## PROVIDED INFORMATION
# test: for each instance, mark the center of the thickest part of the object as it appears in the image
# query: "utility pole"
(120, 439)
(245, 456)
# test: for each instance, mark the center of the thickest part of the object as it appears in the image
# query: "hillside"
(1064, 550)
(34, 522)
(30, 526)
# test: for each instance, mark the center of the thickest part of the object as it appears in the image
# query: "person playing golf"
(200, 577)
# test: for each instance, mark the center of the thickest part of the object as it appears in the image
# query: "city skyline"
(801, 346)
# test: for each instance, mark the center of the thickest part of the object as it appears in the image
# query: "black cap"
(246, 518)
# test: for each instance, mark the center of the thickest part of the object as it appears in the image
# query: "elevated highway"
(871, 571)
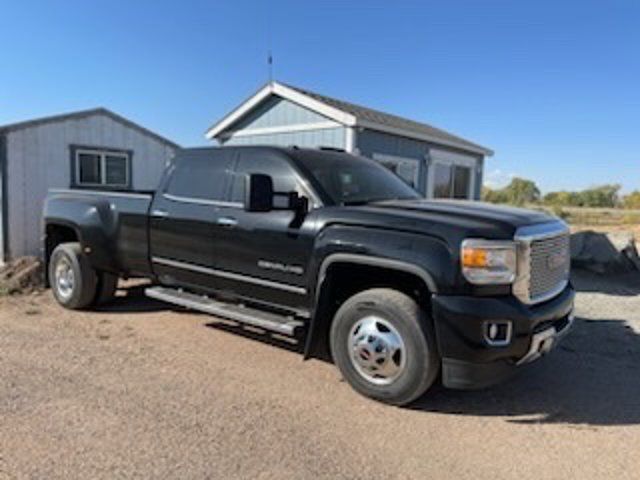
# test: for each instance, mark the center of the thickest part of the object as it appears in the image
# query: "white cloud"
(497, 178)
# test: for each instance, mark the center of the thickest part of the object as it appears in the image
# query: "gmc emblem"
(556, 260)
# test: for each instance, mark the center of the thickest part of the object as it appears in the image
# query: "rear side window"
(200, 177)
(283, 174)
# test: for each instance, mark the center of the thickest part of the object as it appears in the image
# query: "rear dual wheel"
(75, 284)
(384, 345)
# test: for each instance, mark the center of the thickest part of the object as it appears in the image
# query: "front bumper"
(469, 361)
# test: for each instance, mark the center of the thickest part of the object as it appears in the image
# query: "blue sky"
(552, 87)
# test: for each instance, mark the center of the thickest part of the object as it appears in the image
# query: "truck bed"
(117, 220)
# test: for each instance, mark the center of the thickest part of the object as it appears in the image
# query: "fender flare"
(372, 261)
(360, 259)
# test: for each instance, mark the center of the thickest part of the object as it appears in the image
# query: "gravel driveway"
(143, 391)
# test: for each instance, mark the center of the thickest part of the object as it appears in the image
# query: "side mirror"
(259, 193)
(260, 196)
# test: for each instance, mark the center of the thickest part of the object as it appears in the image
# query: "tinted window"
(442, 181)
(200, 176)
(461, 182)
(283, 174)
(349, 180)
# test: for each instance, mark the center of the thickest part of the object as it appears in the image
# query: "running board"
(249, 316)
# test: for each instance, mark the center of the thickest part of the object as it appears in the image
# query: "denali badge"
(556, 260)
(281, 267)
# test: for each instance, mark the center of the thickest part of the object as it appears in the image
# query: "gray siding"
(39, 159)
(326, 137)
(276, 112)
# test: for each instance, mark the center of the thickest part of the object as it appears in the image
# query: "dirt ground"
(139, 390)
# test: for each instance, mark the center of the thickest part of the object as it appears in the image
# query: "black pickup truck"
(333, 250)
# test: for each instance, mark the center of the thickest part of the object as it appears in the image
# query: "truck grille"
(543, 262)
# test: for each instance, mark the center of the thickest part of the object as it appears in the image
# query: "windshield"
(349, 180)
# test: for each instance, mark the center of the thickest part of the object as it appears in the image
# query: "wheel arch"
(387, 272)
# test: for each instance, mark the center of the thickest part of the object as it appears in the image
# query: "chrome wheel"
(64, 278)
(377, 350)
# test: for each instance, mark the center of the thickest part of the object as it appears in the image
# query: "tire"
(106, 289)
(77, 289)
(364, 344)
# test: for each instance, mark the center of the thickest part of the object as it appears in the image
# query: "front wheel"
(71, 277)
(384, 346)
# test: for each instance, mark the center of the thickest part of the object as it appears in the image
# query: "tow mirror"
(259, 193)
(262, 198)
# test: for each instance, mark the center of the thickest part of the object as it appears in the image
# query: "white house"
(437, 163)
(94, 149)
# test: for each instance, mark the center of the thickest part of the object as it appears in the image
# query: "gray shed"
(94, 149)
(435, 162)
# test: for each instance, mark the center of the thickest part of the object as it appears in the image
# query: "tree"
(632, 200)
(603, 196)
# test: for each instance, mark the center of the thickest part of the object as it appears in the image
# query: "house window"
(451, 181)
(408, 169)
(102, 168)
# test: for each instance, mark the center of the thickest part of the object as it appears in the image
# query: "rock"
(604, 252)
(21, 275)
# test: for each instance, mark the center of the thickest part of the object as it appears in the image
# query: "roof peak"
(348, 114)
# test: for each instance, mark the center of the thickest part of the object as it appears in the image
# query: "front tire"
(384, 345)
(72, 279)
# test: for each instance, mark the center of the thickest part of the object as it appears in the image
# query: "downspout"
(4, 201)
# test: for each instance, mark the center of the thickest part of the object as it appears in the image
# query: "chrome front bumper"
(543, 342)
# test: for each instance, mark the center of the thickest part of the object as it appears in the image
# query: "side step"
(250, 316)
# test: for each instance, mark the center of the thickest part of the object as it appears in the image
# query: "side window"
(284, 178)
(200, 178)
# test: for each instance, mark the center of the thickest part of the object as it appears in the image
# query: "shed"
(94, 149)
(437, 163)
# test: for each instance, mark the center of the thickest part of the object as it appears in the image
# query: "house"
(94, 149)
(435, 162)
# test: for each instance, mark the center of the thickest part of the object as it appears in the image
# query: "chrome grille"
(543, 261)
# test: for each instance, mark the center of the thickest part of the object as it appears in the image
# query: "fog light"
(498, 333)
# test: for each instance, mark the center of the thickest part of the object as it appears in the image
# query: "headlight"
(488, 262)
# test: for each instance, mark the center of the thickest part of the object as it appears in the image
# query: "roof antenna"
(269, 47)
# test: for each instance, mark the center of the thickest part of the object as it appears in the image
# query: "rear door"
(264, 255)
(184, 217)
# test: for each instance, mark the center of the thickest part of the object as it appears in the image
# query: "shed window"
(451, 181)
(98, 168)
(408, 169)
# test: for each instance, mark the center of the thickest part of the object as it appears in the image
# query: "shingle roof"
(83, 114)
(388, 120)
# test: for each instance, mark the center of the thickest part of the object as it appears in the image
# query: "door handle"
(228, 222)
(159, 213)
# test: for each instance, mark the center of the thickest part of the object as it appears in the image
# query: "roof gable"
(347, 114)
(85, 114)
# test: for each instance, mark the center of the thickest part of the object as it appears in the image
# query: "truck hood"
(454, 217)
(504, 215)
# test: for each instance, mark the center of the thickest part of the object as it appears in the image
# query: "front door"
(184, 218)
(264, 256)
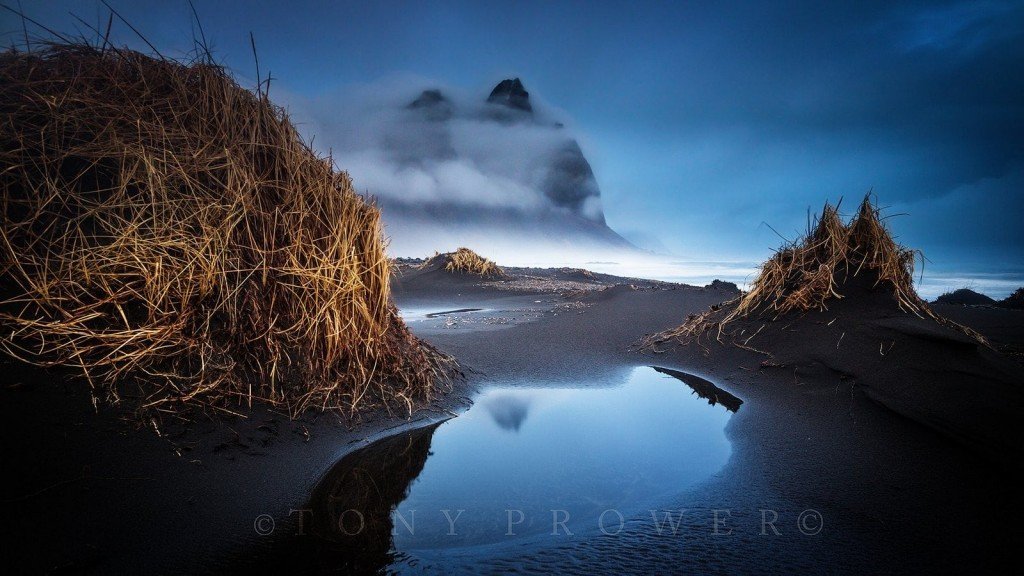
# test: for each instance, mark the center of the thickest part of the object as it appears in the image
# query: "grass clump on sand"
(166, 228)
(467, 261)
(807, 274)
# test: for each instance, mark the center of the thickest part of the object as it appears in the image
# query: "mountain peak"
(433, 105)
(511, 92)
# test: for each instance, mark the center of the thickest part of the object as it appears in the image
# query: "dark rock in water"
(433, 105)
(965, 296)
(1015, 300)
(511, 93)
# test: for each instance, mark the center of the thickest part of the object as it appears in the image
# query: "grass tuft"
(467, 261)
(807, 274)
(164, 227)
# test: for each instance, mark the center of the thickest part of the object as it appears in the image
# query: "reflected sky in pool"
(576, 451)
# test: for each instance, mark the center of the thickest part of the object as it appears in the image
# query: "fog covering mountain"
(493, 173)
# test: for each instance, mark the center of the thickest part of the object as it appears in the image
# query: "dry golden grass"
(467, 261)
(807, 274)
(165, 227)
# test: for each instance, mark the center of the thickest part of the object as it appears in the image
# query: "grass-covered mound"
(809, 273)
(466, 261)
(166, 228)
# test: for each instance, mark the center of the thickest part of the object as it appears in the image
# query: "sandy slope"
(908, 457)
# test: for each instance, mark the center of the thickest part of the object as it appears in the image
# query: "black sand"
(911, 458)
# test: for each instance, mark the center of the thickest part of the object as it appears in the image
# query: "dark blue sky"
(701, 122)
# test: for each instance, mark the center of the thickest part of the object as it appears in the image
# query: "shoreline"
(813, 444)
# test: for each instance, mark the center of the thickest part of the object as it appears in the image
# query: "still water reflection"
(519, 463)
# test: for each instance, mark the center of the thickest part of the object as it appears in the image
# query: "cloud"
(450, 148)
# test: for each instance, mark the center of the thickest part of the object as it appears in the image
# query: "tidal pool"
(525, 462)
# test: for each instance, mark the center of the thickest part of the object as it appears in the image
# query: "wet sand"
(902, 482)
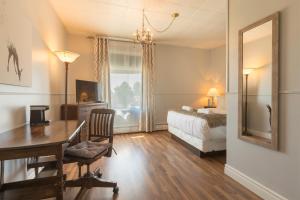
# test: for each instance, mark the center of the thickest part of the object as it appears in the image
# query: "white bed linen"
(195, 126)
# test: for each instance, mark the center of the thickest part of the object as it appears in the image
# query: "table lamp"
(212, 92)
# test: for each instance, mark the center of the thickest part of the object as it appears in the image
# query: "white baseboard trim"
(256, 187)
(161, 127)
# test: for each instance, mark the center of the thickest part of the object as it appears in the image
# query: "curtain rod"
(117, 39)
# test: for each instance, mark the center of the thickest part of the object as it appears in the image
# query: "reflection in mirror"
(257, 67)
(257, 70)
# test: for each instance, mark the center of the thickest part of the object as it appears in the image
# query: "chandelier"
(145, 36)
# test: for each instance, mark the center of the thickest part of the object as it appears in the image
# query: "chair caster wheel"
(99, 175)
(116, 190)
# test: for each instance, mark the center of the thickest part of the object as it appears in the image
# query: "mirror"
(258, 82)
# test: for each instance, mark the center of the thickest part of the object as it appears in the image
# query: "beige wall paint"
(83, 68)
(277, 170)
(48, 34)
(184, 75)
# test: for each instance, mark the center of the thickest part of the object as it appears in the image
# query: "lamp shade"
(66, 56)
(247, 71)
(212, 92)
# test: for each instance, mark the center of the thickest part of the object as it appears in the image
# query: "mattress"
(195, 126)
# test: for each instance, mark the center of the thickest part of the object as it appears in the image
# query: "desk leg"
(1, 173)
(60, 173)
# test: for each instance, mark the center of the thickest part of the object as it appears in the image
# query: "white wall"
(48, 34)
(277, 170)
(183, 76)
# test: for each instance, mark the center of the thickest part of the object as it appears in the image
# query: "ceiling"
(201, 23)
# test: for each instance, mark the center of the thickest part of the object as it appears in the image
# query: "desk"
(34, 141)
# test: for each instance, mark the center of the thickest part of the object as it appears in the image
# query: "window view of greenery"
(126, 89)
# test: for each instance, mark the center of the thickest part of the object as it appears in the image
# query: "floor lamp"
(246, 72)
(66, 57)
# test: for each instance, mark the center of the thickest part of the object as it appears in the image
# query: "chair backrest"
(101, 123)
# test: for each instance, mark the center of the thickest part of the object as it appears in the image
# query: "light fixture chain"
(159, 31)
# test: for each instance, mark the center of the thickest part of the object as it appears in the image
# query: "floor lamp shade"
(66, 56)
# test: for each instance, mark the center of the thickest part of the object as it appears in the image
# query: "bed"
(199, 131)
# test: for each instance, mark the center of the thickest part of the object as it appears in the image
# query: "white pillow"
(204, 111)
(187, 108)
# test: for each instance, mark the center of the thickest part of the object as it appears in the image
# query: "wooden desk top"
(34, 136)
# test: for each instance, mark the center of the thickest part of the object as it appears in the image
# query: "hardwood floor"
(154, 166)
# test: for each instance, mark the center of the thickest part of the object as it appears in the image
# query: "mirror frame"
(273, 143)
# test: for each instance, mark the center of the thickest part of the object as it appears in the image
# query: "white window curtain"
(126, 85)
(147, 93)
(102, 69)
(125, 72)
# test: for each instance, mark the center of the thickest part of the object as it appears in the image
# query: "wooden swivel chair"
(87, 152)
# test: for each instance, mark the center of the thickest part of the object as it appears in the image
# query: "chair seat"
(87, 149)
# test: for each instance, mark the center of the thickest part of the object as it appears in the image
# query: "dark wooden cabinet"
(81, 112)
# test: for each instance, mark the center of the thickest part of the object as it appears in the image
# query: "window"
(126, 84)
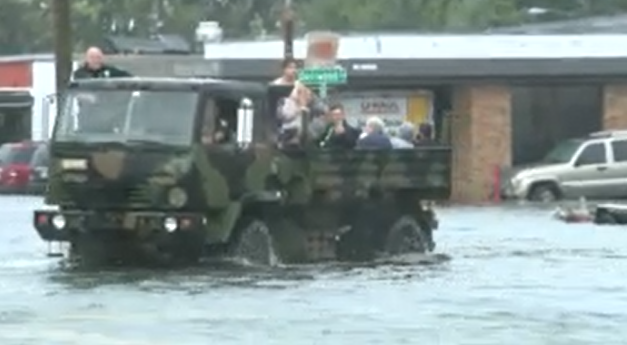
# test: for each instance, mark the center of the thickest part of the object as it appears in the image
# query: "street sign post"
(322, 77)
(321, 68)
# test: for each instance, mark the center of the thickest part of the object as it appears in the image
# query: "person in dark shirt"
(375, 137)
(425, 135)
(338, 133)
(94, 67)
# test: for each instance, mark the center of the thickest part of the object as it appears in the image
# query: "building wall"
(615, 106)
(481, 139)
(543, 115)
(16, 74)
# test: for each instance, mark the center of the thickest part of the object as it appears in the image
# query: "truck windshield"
(563, 152)
(125, 115)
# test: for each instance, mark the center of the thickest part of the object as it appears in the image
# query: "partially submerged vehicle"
(135, 177)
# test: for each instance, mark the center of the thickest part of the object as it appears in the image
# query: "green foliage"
(25, 24)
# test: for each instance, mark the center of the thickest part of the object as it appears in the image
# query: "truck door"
(16, 110)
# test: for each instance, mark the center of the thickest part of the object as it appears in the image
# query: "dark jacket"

## TASK DESCRIPTION
Gather every line above that contains the word "windshield" and copy each one.

## OUTPUT FOR THIS EXERCISE
# query: "windshield"
# query: "truck windshield"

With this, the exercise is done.